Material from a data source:

================================

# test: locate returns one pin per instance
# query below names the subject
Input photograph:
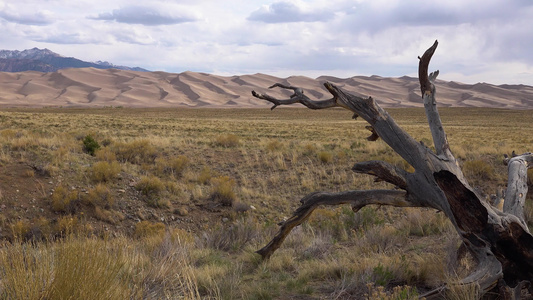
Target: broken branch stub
(500, 242)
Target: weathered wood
(499, 241)
(358, 200)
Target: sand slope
(112, 87)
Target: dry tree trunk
(499, 241)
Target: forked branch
(358, 200)
(500, 242)
(297, 97)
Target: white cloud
(489, 41)
(40, 18)
(148, 15)
(287, 12)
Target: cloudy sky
(479, 41)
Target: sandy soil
(111, 87)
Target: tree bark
(499, 241)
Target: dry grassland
(119, 203)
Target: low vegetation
(173, 203)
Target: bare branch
(297, 97)
(425, 84)
(517, 189)
(358, 200)
(383, 171)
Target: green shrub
(90, 145)
(222, 190)
(104, 171)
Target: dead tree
(499, 241)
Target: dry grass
(153, 160)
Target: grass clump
(325, 157)
(205, 175)
(152, 187)
(100, 196)
(479, 169)
(148, 229)
(135, 152)
(104, 171)
(173, 166)
(63, 200)
(90, 145)
(223, 190)
(105, 154)
(227, 141)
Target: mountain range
(44, 60)
(108, 85)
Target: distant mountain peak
(45, 60)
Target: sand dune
(111, 87)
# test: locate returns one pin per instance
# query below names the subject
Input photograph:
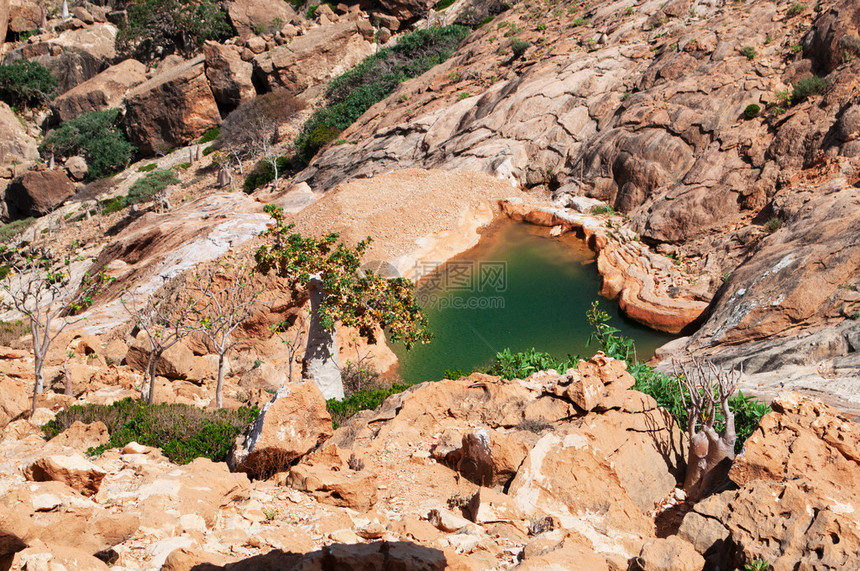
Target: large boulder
(15, 143)
(171, 109)
(229, 76)
(292, 424)
(251, 16)
(104, 91)
(73, 470)
(38, 192)
(314, 58)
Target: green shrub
(97, 137)
(519, 47)
(752, 110)
(26, 83)
(365, 399)
(665, 390)
(509, 365)
(183, 432)
(11, 331)
(807, 87)
(145, 188)
(210, 135)
(10, 230)
(352, 93)
(154, 28)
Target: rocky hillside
(477, 473)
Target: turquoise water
(520, 289)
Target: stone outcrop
(229, 76)
(799, 492)
(322, 53)
(104, 91)
(249, 17)
(15, 142)
(75, 471)
(171, 109)
(38, 192)
(292, 424)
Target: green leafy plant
(518, 48)
(154, 28)
(352, 93)
(26, 83)
(807, 87)
(97, 137)
(183, 432)
(751, 111)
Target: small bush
(773, 225)
(145, 188)
(519, 47)
(807, 87)
(26, 83)
(12, 229)
(365, 399)
(210, 135)
(11, 331)
(182, 432)
(752, 110)
(97, 137)
(796, 8)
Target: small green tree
(157, 28)
(339, 293)
(26, 83)
(97, 137)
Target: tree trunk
(219, 402)
(320, 360)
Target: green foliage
(519, 47)
(97, 137)
(11, 331)
(751, 111)
(796, 8)
(352, 93)
(183, 432)
(365, 399)
(807, 87)
(145, 188)
(509, 365)
(155, 28)
(14, 228)
(26, 83)
(773, 224)
(210, 135)
(363, 301)
(665, 390)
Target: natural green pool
(520, 289)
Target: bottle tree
(339, 293)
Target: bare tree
(225, 302)
(708, 388)
(253, 128)
(166, 320)
(40, 286)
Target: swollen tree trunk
(320, 360)
(219, 402)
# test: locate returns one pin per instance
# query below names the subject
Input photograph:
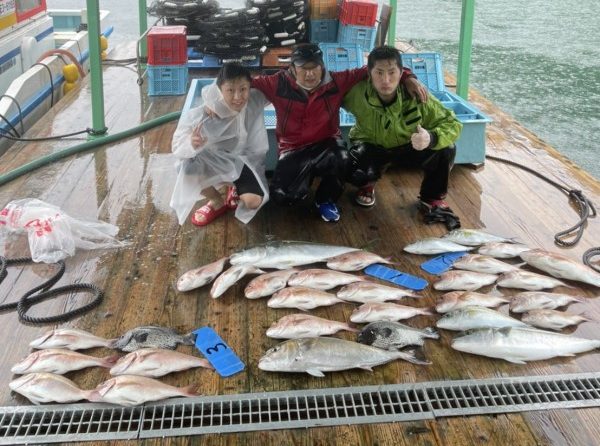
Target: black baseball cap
(305, 53)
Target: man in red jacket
(307, 100)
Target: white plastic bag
(53, 235)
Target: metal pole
(93, 14)
(392, 24)
(143, 19)
(464, 48)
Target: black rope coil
(585, 207)
(44, 292)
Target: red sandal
(209, 213)
(232, 197)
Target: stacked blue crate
(470, 147)
(359, 35)
(323, 30)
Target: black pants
(247, 183)
(296, 170)
(367, 162)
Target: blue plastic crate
(427, 67)
(342, 56)
(166, 80)
(197, 59)
(360, 35)
(323, 30)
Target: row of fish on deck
(307, 348)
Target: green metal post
(143, 18)
(93, 16)
(392, 24)
(464, 48)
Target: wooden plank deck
(129, 184)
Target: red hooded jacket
(302, 118)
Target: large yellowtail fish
(558, 265)
(518, 345)
(317, 355)
(286, 254)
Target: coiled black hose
(44, 292)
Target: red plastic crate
(322, 9)
(167, 45)
(358, 12)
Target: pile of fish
(306, 289)
(492, 333)
(133, 384)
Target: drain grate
(297, 409)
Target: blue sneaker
(329, 211)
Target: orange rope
(64, 53)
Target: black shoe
(438, 211)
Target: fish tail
(411, 356)
(431, 333)
(109, 361)
(350, 328)
(190, 390)
(189, 339)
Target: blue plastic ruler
(217, 352)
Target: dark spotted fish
(152, 337)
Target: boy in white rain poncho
(222, 141)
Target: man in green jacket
(393, 128)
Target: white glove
(421, 139)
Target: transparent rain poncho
(232, 140)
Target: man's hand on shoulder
(421, 139)
(416, 89)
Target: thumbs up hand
(421, 139)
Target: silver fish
(527, 280)
(435, 246)
(48, 388)
(230, 277)
(285, 254)
(152, 337)
(540, 300)
(473, 237)
(302, 298)
(70, 338)
(317, 355)
(198, 277)
(60, 361)
(267, 284)
(552, 319)
(363, 292)
(355, 261)
(476, 317)
(461, 299)
(155, 362)
(463, 280)
(296, 326)
(322, 279)
(558, 265)
(501, 250)
(519, 345)
(483, 264)
(385, 311)
(130, 390)
(394, 335)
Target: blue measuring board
(396, 277)
(443, 263)
(217, 352)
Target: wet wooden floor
(129, 184)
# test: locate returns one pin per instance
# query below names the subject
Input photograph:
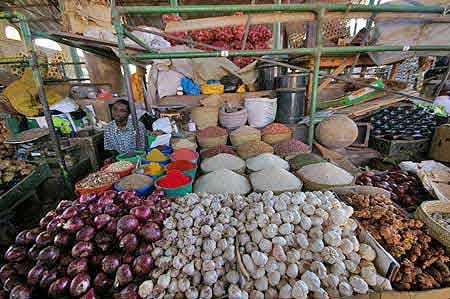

================================

* SHORT TASK:
Write out, unchanged, the lines of the material above from the line with "Target: white glove" through the end of the material. Leave the pictures out of your answer.

* EXPECTED OUTPUT:
Target: white glove
(421, 139)
Target: transparent rain poncho
(232, 140)
Target: man's hand on shoulder
(421, 139)
(416, 89)
Target: thumbs up hand
(421, 139)
Target: silver fish
(527, 280)
(435, 246)
(48, 388)
(230, 277)
(285, 254)
(152, 337)
(540, 300)
(473, 237)
(302, 298)
(70, 338)
(317, 355)
(198, 277)
(60, 361)
(267, 284)
(552, 319)
(363, 292)
(355, 261)
(476, 317)
(461, 299)
(155, 362)
(463, 280)
(296, 326)
(322, 279)
(558, 265)
(501, 250)
(519, 345)
(483, 264)
(385, 311)
(130, 390)
(394, 335)
Target: blue measuring board
(396, 277)
(443, 263)
(217, 352)
Target: wet wooden floor
(129, 184)
# test: locate returns one pin per instance
# query below names the subject
Input photograph:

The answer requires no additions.